[Problem] When you repeat the entries below, keep each word exactly as it is and drop the pictures.
*** Available data ***
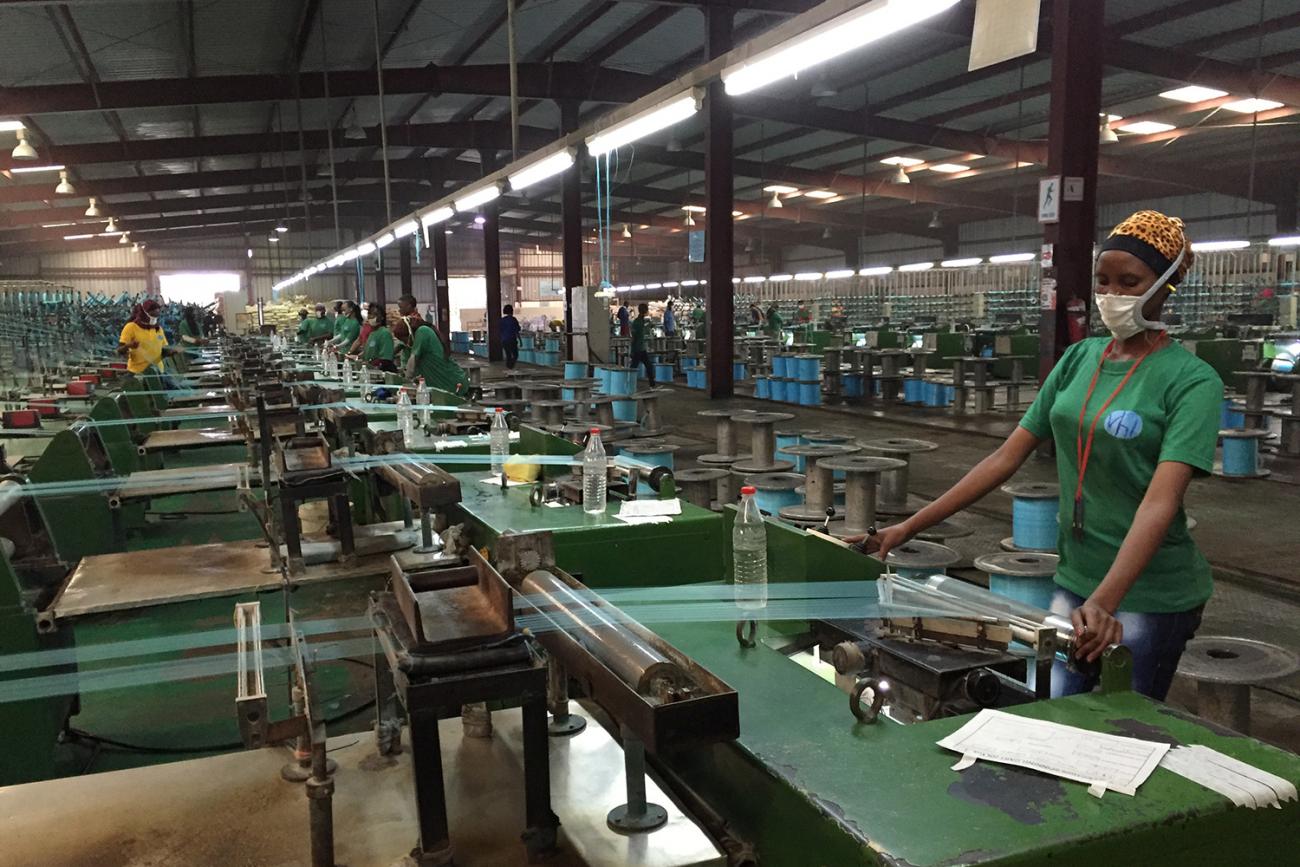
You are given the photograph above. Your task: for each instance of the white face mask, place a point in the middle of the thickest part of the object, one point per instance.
(1122, 315)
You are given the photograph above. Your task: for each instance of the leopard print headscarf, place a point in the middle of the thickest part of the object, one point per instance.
(1156, 239)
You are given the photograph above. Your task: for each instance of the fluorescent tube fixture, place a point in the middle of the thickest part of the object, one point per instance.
(648, 122)
(837, 37)
(542, 169)
(1145, 128)
(477, 198)
(1218, 246)
(436, 216)
(1194, 94)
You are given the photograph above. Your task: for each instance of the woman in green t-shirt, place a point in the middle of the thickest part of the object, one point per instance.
(1134, 417)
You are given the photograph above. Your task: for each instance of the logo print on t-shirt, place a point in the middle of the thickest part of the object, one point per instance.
(1123, 424)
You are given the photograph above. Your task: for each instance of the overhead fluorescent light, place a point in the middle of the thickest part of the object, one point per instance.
(1218, 246)
(1194, 94)
(828, 40)
(1145, 128)
(542, 169)
(1251, 105)
(648, 122)
(436, 216)
(31, 169)
(477, 198)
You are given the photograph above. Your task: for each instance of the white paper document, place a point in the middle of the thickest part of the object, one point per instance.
(1100, 761)
(1243, 784)
(649, 507)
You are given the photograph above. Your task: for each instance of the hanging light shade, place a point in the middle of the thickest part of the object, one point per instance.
(24, 151)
*** End of Available data ***
[Result of this task]
You are given the photograph above. Your task: for each instance of the white face mask, place a point in the middle of the thickest part of the object, one point per instance.
(1122, 315)
You are given the photograph above. Your task: for each instance of the leopard print headscarf, place a point in the middle of the thickest part of the object, one point per instance.
(1156, 239)
You are given the photograph above. Your task: for each instance of the fluorescent tube fixture, place a point in the middle of the thickest part of the object, one point per instance.
(648, 122)
(837, 37)
(542, 169)
(1145, 128)
(477, 198)
(1218, 246)
(436, 216)
(1194, 94)
You are given the photograph above. Your task: for each instance of the woman in green t-shirt, place a point in the middle of the thickest part of the object, one point per instance.
(1134, 417)
You are given the photograph above. Your task: for each instance of the logo print on t-shirt, place a point in the middle of the thickest part of the object, one point per instance.
(1123, 424)
You are given the photograph above. Your task: for each instance of the overhead fluorescent light, place a point in the middle of the thickest part of the object, one point per instance.
(1218, 246)
(1194, 94)
(828, 40)
(1145, 128)
(542, 169)
(1251, 105)
(648, 122)
(436, 216)
(31, 169)
(477, 198)
You are given the photograph above. Your task: for each instance of the white paper document, place a point in the middle of the thickest part of the object, one point per instance.
(1100, 761)
(1243, 784)
(649, 507)
You are given the photograph above. Your task: for each instance of the hanging light shade, place a point in the middle of the thickest part of the object, one point per instance.
(24, 151)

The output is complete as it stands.